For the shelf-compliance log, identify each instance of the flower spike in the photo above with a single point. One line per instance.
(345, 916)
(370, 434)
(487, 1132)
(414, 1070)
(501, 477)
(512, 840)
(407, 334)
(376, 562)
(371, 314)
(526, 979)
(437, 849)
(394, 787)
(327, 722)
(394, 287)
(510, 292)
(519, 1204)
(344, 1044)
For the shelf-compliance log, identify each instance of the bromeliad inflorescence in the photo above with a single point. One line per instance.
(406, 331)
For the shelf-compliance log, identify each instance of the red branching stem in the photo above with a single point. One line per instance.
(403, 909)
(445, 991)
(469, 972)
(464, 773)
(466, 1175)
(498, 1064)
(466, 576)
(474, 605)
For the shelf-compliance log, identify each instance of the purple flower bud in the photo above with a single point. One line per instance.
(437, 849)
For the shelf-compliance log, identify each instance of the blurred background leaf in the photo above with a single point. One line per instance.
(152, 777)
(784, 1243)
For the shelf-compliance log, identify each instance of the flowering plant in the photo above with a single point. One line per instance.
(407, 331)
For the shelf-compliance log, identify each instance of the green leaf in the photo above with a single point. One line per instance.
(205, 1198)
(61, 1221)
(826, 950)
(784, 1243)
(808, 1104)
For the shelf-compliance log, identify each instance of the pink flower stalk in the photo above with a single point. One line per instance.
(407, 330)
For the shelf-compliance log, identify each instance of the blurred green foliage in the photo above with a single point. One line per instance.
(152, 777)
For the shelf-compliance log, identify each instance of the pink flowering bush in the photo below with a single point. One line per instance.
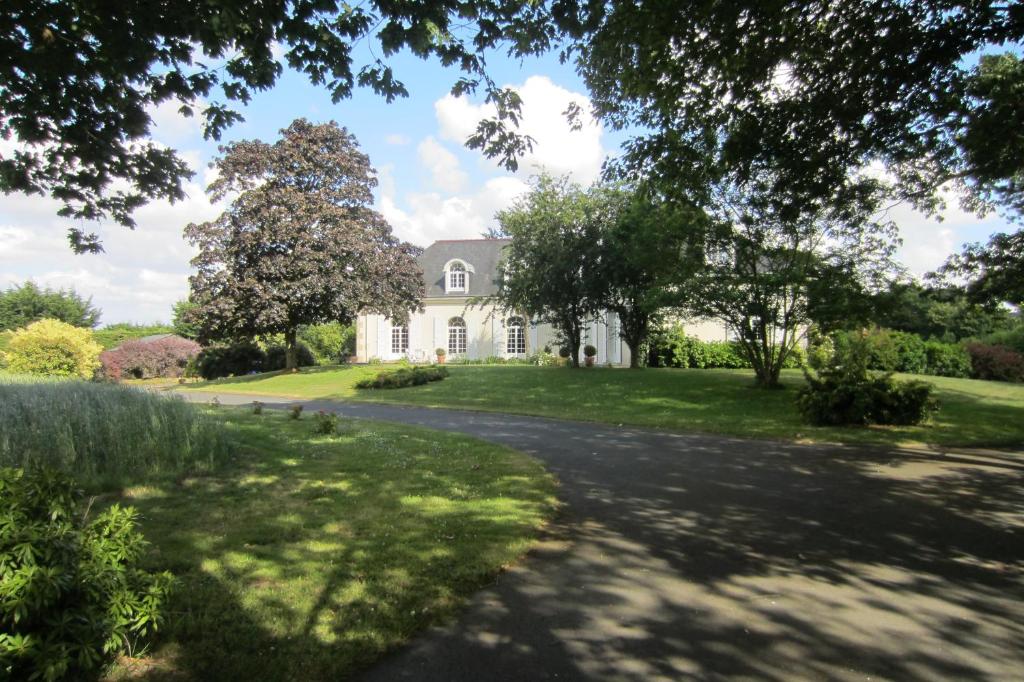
(146, 359)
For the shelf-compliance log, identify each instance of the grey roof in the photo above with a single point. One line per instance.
(481, 255)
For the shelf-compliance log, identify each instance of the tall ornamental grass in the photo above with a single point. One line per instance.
(103, 433)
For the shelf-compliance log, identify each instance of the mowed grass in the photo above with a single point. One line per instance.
(306, 557)
(724, 401)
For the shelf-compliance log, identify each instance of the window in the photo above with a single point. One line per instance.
(399, 339)
(457, 276)
(457, 336)
(515, 337)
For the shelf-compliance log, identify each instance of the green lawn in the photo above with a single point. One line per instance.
(308, 556)
(973, 413)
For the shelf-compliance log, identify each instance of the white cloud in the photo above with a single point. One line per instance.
(138, 278)
(557, 147)
(928, 241)
(445, 173)
(430, 216)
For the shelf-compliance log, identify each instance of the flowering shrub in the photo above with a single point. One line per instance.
(52, 348)
(995, 363)
(947, 359)
(145, 359)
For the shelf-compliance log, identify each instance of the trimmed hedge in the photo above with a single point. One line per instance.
(241, 358)
(902, 351)
(416, 376)
(676, 349)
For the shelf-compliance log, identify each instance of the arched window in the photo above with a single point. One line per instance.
(515, 337)
(399, 339)
(457, 276)
(457, 336)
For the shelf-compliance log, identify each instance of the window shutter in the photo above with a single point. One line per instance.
(440, 334)
(383, 338)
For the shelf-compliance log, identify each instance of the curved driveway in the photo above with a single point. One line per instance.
(705, 557)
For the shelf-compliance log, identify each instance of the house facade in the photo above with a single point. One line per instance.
(457, 271)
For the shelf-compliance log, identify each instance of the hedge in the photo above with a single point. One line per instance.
(416, 376)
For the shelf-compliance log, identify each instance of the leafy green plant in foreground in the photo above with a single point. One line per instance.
(845, 392)
(72, 596)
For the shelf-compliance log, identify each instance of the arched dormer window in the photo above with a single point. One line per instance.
(515, 336)
(457, 278)
(457, 336)
(457, 275)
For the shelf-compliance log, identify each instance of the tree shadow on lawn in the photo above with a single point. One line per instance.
(291, 591)
(697, 558)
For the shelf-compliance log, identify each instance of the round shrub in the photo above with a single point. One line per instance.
(53, 348)
(275, 357)
(72, 597)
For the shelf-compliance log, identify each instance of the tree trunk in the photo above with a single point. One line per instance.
(291, 354)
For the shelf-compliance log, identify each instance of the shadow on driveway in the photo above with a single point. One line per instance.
(716, 558)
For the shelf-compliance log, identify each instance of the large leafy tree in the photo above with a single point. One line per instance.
(649, 251)
(770, 268)
(812, 89)
(300, 243)
(79, 79)
(22, 304)
(549, 269)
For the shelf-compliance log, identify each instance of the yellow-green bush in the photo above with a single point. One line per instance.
(53, 348)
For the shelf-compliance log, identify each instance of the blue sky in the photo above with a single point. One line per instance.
(430, 185)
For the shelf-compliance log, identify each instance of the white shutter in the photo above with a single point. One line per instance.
(383, 338)
(440, 335)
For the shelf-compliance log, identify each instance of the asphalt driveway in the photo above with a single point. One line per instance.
(701, 557)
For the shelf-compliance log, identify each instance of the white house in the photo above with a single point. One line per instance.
(458, 270)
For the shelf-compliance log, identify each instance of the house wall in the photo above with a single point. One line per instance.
(485, 334)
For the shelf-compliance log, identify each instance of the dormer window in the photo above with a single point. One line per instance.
(457, 276)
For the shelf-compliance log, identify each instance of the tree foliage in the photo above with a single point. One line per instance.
(299, 244)
(769, 266)
(813, 89)
(22, 304)
(549, 270)
(79, 80)
(649, 250)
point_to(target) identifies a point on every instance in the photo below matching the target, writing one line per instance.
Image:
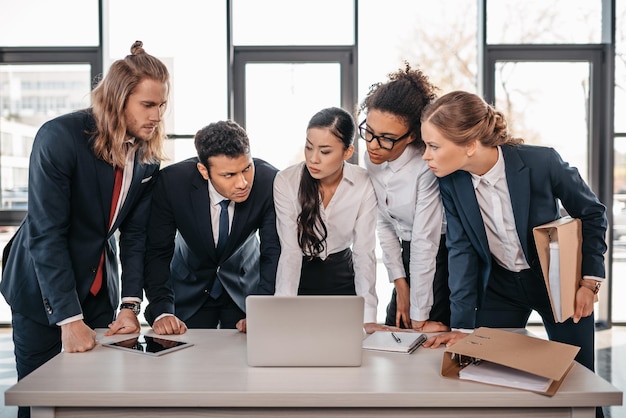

◆ ◆ ◆ ◆ ◆ ◆ ◆

Apart from the pictures, set down all the entries above exactly.

- _PROBLEM SOLUTION_
For the shelf-compliance log, identify each instance of the flower spike in the photo above with a single point. One line per instance.
(345, 916)
(370, 434)
(487, 1132)
(414, 1070)
(501, 477)
(512, 840)
(407, 334)
(376, 562)
(371, 314)
(526, 979)
(437, 849)
(394, 787)
(327, 722)
(394, 287)
(510, 292)
(519, 1204)
(344, 1044)
For the shelf-compliance log, identify each instance of the bromeliad inflorescence in the photo above with a single point. One line per instance.
(406, 331)
For the shelf-compliance log, identify each instance of the red branching stem in the photo above with a single point. One line per instance.
(403, 909)
(445, 991)
(469, 972)
(464, 773)
(466, 1175)
(498, 1064)
(466, 576)
(474, 605)
For the shelf-compliance log, identify each instance of the purple flower bud in the photo above with a single point. One line per instance.
(437, 849)
For the shelf-compliance log, identify each instance of the blurred background leaf in the photo above with a single point. One line per instance.
(152, 777)
(784, 1243)
For the shelf-compliance log, identify each instance of the flowering plant in the photo above with a single point. One line per instance.
(407, 331)
For the shelf-compliance log, identify each instance of the green leaf in the photo above with a single point. One line per instance.
(205, 1198)
(61, 1221)
(826, 950)
(784, 1243)
(808, 1104)
For the shelf-compliance log, identify each instance of the pink flower stalk in the photo above with a single point. One line per instance.
(407, 330)
For the shelf-compliance log, identify each instance of the blurred green foliage in the photo above with a single point. One line per instance.
(152, 777)
For the shelf-compliance log, identify each instance of the pink flowering bush in the photo below with a single point. One line per instance.
(146, 359)
For the shelf-compliance log, identify each instance of the grey roof in the photo above with a single point. One line per instance.
(481, 255)
For the shelf-compliance log, identify each instance of the tall ornamental grass in the photo above with a single point. One line per instance.
(103, 433)
For the shelf-compliance log, identify each instance of the mowed grass in the photo above with a single point. One line per instance.
(306, 557)
(724, 401)
For the shelf-compliance log, identify each instance of the window in the photo above with a single point. One line per instance.
(399, 339)
(457, 276)
(457, 336)
(515, 337)
For the shelf-compliance log, identify each instance of the green lawn in the photo above with a single point. One line per instance.
(308, 556)
(973, 413)
For the shelf-compliance log, identify each instance of the white cloud in the photo above with a single point. One line per instance.
(138, 278)
(557, 147)
(928, 241)
(445, 173)
(430, 216)
For the shelf-compliance log, identify each instance of the flowering shrub in the photo above with a single point. One line per instance.
(52, 348)
(995, 363)
(947, 359)
(145, 359)
For the shelf-compliance log, identify each instance of the trimmed hedge in the photo above with a single point. One line per instance.
(241, 358)
(902, 351)
(416, 376)
(676, 349)
For the shelf-compliance log, identify each instance of the arched window in the photo above with a single point. One line per instance.
(515, 337)
(399, 339)
(457, 276)
(457, 336)
For the shelf-compliance log, identify each instance of the window shutter in the photo above with a single point. One line per instance.
(440, 334)
(383, 338)
For the shelf-compliance log, identify each instance of the curved driveway in the photo above with a single point. One line per instance.
(705, 557)
For the shelf-compliance log, identify each instance of the house facade in the photo above with a single point. One line per instance.
(457, 271)
For the shelf-compliance log, identify each instance of the hedge in the photo above with a single point. One line per instance.
(416, 376)
For the shelf-compliance log, identify each instance of the leafy green plant in foreground in the photo above with a single point. One line per instance.
(845, 392)
(72, 596)
For the shelf-compliance log, identify each instance of the arched dormer window in the photo above with a single point. One line per instance.
(515, 336)
(457, 278)
(457, 336)
(457, 275)
For the shelf-compliance log, identify each instance of the tree shadow on lawn in the photo above with a single point. One line per instance.
(291, 591)
(697, 558)
For the shelf-compliance log, identify each instance of the round shrub in the photo above with a single point. One line per instance.
(53, 348)
(275, 357)
(72, 597)
For the shelf-compliance log, identify each instance of the tree trunk in the photo above with a single point. One line per instance.
(291, 354)
For the shelf-compliance log, identify each instance of the shadow on driveway in the photo above with a single point. One line per instance.
(716, 558)
For the shelf-compliance log, identify each instance of the large leafy tree in the photo above with a single point. One line per instance.
(649, 251)
(770, 268)
(812, 89)
(300, 243)
(79, 79)
(22, 304)
(549, 269)
For the shelf-compliance log, identify each instance of the yellow-green bush in the photo above with a single point. One line per instance.
(53, 348)
For the shelf-compliance log, identify each instance of the blue sky in the photo above with a single point. One line per instance.
(430, 185)
For the shelf-compliance log, identify each instance of the white shutter in the photo above with a single point. One line per instance.
(383, 338)
(440, 335)
For the shelf-compliance log, identify each instance of the asphalt driveway in the photo above with a single point. One line per instance.
(701, 557)
For the shelf-compliance log, identify each instance of the white house in the photo above with a single point. One line per instance.
(458, 270)
For the shelf-compliance log, identify each instance of the house wall in the photo above with a single point. One line per instance.
(485, 334)
For the shelf-compliance log, identify each instance of the dormer window in the photo above with a single point. One line per instance.
(457, 276)
For the shelf-compliance log, identify each instance of the tree foliage in the photo above with a single point. One line per instance.
(299, 244)
(769, 266)
(813, 89)
(22, 304)
(549, 270)
(79, 80)
(649, 250)
point_to(target) identifies a point on every instance in the photo below matching the target, writing one line per instance.
Image:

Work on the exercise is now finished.